## What is being asked
Copy out word for word the lines starting with the one that contains "like [1135, 106]." and continuing through the last line of the records, both included.

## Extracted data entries
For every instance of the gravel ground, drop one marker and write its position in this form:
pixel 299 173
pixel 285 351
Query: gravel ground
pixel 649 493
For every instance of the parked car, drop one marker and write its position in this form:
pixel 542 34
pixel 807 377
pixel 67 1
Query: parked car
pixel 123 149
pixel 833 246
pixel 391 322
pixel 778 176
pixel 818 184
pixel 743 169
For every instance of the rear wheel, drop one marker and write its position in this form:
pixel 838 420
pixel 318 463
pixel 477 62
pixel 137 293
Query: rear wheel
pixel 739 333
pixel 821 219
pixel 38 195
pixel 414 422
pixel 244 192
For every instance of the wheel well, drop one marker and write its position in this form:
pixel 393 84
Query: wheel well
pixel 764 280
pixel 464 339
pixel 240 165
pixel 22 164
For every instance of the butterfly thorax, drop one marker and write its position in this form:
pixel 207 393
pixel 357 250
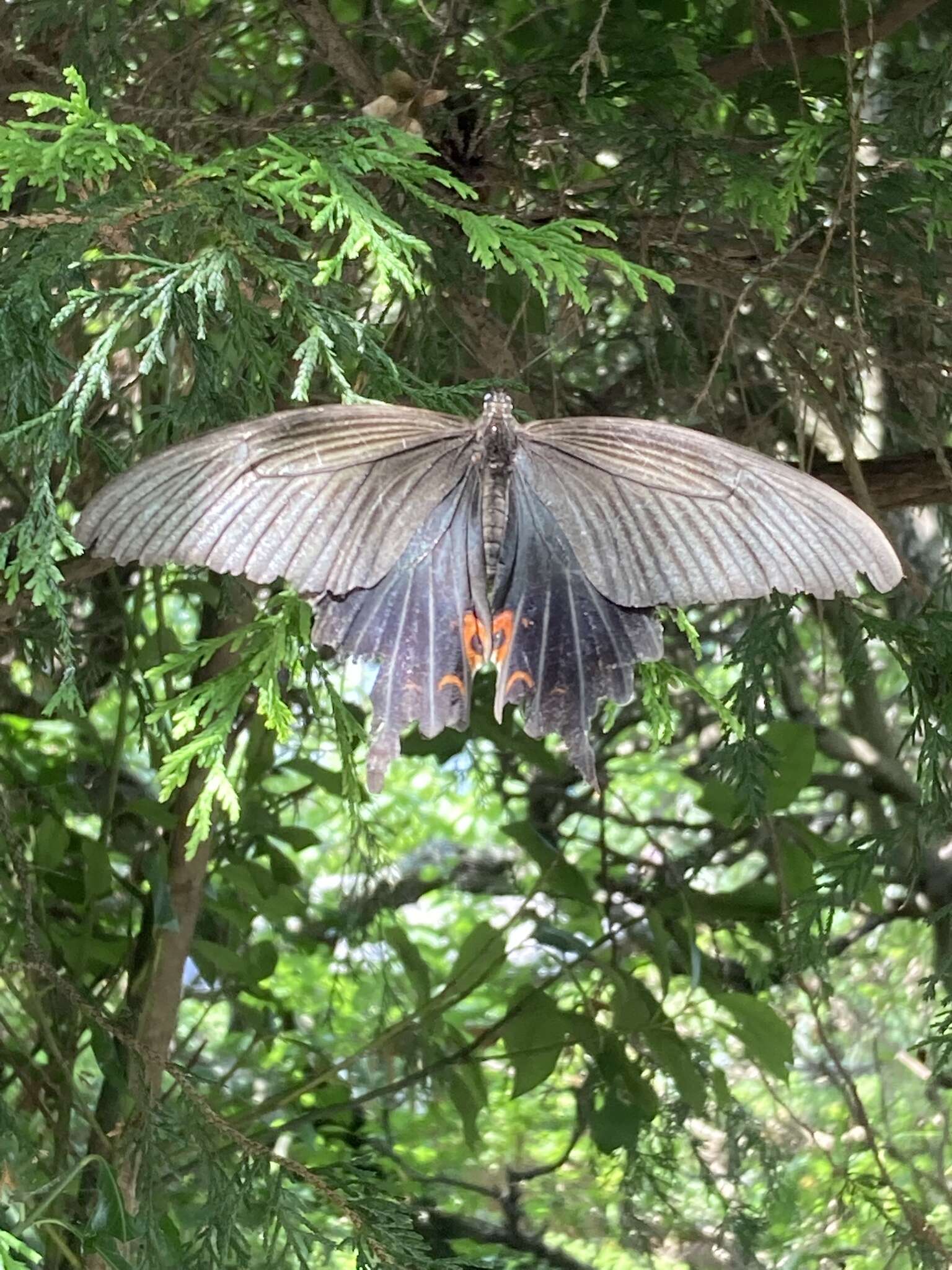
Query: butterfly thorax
pixel 495 431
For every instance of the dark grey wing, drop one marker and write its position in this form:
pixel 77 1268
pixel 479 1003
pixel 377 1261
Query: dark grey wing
pixel 325 497
pixel 658 515
pixel 562 647
pixel 423 621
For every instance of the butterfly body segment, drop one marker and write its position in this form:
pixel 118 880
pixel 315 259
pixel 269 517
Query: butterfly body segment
pixel 437 546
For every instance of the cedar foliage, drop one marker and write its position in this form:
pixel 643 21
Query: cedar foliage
pixel 736 218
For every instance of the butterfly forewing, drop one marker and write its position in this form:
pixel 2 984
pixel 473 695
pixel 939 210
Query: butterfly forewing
pixel 656 515
pixel 325 497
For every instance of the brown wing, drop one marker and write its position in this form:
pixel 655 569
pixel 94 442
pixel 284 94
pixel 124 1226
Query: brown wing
pixel 325 497
pixel 659 515
pixel 423 623
pixel 560 646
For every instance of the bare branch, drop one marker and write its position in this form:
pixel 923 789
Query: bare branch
pixel 729 70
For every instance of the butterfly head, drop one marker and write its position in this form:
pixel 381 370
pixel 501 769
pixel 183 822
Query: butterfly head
pixel 496 424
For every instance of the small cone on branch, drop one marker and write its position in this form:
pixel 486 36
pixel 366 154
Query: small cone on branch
pixel 404 102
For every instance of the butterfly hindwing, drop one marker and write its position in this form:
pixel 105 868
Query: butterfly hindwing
pixel 423 623
pixel 560 646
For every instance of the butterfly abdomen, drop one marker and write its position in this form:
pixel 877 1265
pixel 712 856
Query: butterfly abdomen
pixel 495 431
pixel 495 513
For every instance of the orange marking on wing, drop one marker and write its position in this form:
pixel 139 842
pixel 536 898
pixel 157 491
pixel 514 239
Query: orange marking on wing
pixel 452 681
pixel 518 676
pixel 501 636
pixel 475 641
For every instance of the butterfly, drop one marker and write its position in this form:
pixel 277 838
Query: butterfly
pixel 437 545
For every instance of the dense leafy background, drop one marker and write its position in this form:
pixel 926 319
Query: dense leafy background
pixel 488 1019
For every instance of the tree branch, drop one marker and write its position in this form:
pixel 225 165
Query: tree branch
pixel 735 66
pixel 337 50
pixel 455 1226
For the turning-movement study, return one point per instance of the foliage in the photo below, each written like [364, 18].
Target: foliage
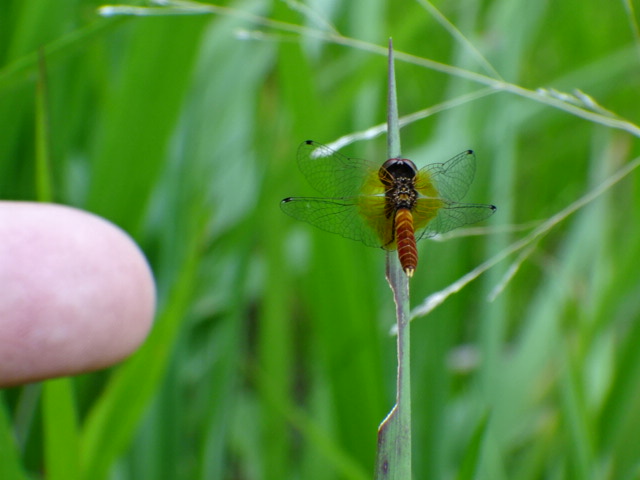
[271, 357]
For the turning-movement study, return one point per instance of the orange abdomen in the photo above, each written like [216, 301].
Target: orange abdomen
[406, 241]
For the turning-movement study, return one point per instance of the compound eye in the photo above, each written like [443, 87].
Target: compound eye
[398, 167]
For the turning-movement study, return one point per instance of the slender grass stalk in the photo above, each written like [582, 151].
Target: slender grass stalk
[393, 459]
[43, 150]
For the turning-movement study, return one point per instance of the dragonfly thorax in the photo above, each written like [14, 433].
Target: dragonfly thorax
[398, 177]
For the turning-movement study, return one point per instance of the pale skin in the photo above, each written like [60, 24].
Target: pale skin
[76, 293]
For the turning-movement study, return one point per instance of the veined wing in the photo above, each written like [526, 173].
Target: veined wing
[451, 180]
[333, 174]
[449, 216]
[344, 216]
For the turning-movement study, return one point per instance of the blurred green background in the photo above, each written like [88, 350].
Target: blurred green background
[271, 356]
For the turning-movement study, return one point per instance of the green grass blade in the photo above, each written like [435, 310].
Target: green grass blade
[393, 460]
[61, 436]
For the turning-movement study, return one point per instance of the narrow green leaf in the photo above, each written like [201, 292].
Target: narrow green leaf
[60, 430]
[393, 459]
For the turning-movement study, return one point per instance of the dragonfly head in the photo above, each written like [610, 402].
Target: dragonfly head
[397, 168]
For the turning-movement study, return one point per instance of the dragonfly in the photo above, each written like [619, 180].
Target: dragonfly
[390, 206]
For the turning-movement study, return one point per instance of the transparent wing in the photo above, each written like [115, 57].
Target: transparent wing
[331, 173]
[449, 216]
[451, 180]
[343, 216]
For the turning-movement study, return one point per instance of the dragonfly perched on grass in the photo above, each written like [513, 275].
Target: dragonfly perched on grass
[390, 206]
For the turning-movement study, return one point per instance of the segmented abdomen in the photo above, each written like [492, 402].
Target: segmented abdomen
[406, 241]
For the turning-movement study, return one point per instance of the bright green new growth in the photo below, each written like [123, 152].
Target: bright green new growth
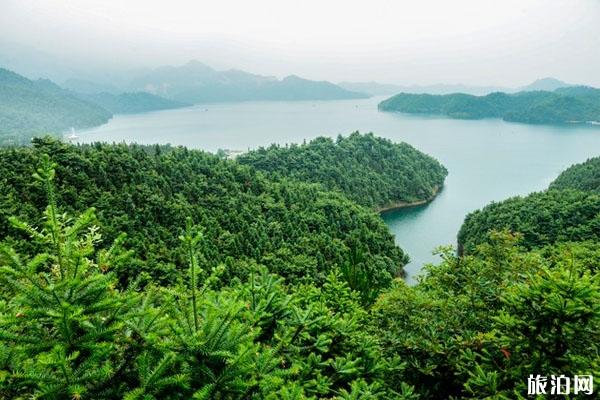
[62, 321]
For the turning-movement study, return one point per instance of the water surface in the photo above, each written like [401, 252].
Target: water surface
[488, 160]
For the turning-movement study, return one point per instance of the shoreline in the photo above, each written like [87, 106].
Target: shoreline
[403, 204]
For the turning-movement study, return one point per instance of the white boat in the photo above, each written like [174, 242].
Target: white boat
[72, 136]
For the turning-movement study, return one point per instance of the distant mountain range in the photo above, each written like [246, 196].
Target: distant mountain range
[131, 103]
[380, 89]
[196, 82]
[31, 108]
[571, 104]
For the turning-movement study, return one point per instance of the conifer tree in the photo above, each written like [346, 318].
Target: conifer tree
[62, 328]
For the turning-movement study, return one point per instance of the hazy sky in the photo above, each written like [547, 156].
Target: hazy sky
[479, 42]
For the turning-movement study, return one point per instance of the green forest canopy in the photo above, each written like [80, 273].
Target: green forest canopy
[70, 328]
[296, 229]
[568, 211]
[584, 176]
[564, 105]
[372, 171]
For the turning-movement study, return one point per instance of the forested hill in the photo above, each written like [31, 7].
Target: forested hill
[564, 105]
[369, 170]
[295, 229]
[568, 211]
[190, 314]
[131, 103]
[542, 218]
[584, 176]
[29, 108]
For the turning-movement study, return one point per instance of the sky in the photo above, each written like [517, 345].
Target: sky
[475, 42]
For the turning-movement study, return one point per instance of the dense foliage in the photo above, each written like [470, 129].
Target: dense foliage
[369, 170]
[477, 326]
[66, 331]
[30, 108]
[543, 218]
[565, 105]
[584, 176]
[297, 230]
[131, 103]
[179, 307]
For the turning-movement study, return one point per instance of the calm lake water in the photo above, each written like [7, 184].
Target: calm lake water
[487, 160]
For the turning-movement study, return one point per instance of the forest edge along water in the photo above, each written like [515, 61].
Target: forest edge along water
[403, 204]
[487, 160]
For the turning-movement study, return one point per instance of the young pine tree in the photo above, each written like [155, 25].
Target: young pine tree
[62, 322]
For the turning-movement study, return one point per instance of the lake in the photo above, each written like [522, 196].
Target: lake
[488, 160]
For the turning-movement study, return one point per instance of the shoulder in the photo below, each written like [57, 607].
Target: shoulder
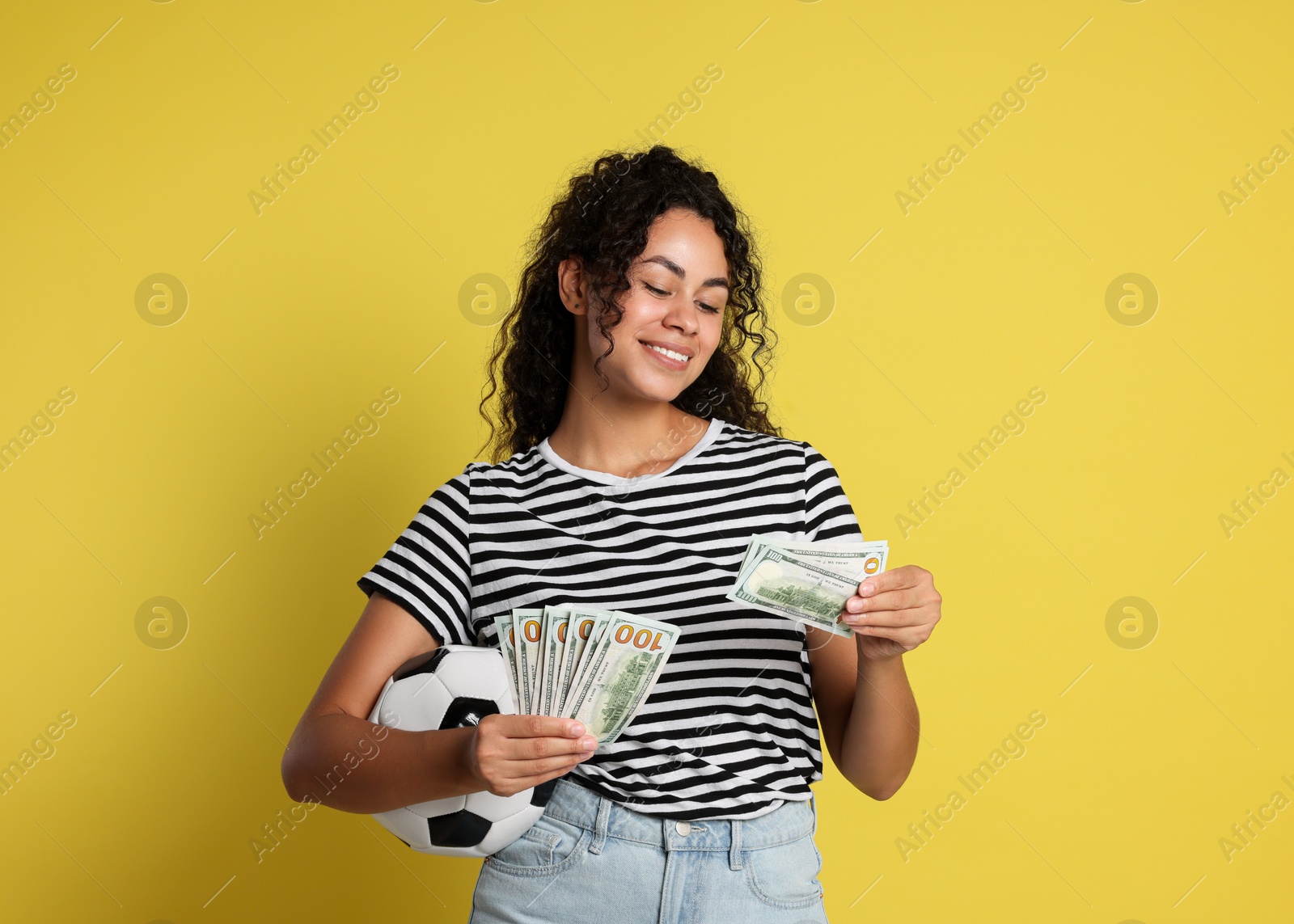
[748, 443]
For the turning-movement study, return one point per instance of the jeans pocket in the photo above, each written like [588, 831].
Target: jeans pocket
[547, 849]
[786, 876]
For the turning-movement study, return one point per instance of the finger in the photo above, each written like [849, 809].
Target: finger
[532, 749]
[530, 782]
[905, 598]
[890, 619]
[903, 635]
[540, 726]
[903, 576]
[545, 766]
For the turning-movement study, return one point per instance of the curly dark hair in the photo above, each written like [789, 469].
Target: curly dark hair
[603, 220]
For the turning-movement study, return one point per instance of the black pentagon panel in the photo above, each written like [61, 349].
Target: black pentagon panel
[467, 711]
[541, 794]
[425, 663]
[459, 829]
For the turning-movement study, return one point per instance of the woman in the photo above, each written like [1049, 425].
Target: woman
[637, 462]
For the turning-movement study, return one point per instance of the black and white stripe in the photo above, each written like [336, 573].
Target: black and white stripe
[730, 729]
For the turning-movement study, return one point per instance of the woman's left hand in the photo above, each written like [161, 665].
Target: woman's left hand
[893, 612]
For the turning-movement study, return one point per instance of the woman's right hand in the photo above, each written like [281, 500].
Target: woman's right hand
[510, 753]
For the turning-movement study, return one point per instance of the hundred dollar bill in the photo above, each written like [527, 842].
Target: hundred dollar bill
[581, 628]
[508, 646]
[843, 558]
[621, 673]
[552, 648]
[528, 627]
[590, 648]
[796, 586]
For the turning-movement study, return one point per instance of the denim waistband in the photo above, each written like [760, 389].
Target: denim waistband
[575, 804]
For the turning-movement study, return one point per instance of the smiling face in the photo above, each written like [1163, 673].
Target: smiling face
[673, 311]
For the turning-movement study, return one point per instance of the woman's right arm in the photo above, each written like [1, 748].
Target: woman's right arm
[396, 768]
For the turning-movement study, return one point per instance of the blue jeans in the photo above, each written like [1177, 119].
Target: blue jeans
[592, 861]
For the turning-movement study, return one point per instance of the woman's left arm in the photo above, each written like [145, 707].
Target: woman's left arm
[869, 715]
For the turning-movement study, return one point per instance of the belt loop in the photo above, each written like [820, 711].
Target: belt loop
[599, 825]
[735, 848]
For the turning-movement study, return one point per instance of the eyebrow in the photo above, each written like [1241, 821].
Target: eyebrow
[681, 273]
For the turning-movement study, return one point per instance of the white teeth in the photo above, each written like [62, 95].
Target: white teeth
[670, 353]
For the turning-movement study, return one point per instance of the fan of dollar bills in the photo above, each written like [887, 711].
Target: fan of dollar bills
[579, 661]
[808, 581]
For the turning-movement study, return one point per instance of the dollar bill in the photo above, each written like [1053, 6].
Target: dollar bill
[844, 558]
[797, 586]
[582, 624]
[590, 648]
[528, 628]
[508, 646]
[552, 650]
[620, 674]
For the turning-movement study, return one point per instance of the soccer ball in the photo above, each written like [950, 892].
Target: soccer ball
[452, 687]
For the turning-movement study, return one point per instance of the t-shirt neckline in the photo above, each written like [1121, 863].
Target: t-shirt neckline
[607, 478]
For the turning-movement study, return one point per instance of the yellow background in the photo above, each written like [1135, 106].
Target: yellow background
[994, 285]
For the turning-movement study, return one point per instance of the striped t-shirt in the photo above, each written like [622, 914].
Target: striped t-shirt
[729, 732]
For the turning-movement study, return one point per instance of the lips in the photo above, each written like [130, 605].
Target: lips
[677, 347]
[668, 361]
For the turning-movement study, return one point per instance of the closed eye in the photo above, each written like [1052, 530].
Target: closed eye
[704, 307]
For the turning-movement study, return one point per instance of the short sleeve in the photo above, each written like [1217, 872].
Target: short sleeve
[828, 514]
[429, 570]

## Answer
For the turning-movement study, return one point per instance of the yellow background in the photo above, each written like [1135, 106].
Target: yellow background
[994, 285]
For the turning-movement study, return one point per instance of the striped t-shirt in the photo above, each written like [622, 914].
Target: striped t-shirt
[729, 732]
For the turning-movement study, return one point per instance of the lips in the photo above, each written like [130, 605].
Target: lips
[677, 347]
[668, 361]
For the turning-movement study, return one point per instance of the closed eye in the photo above, each written like [1052, 530].
Target: closed eye
[704, 307]
For the turning-movement study, return one point per instance of the short sleeve in the photo above, each written like [1217, 872].
Target: short sleeve
[828, 514]
[429, 570]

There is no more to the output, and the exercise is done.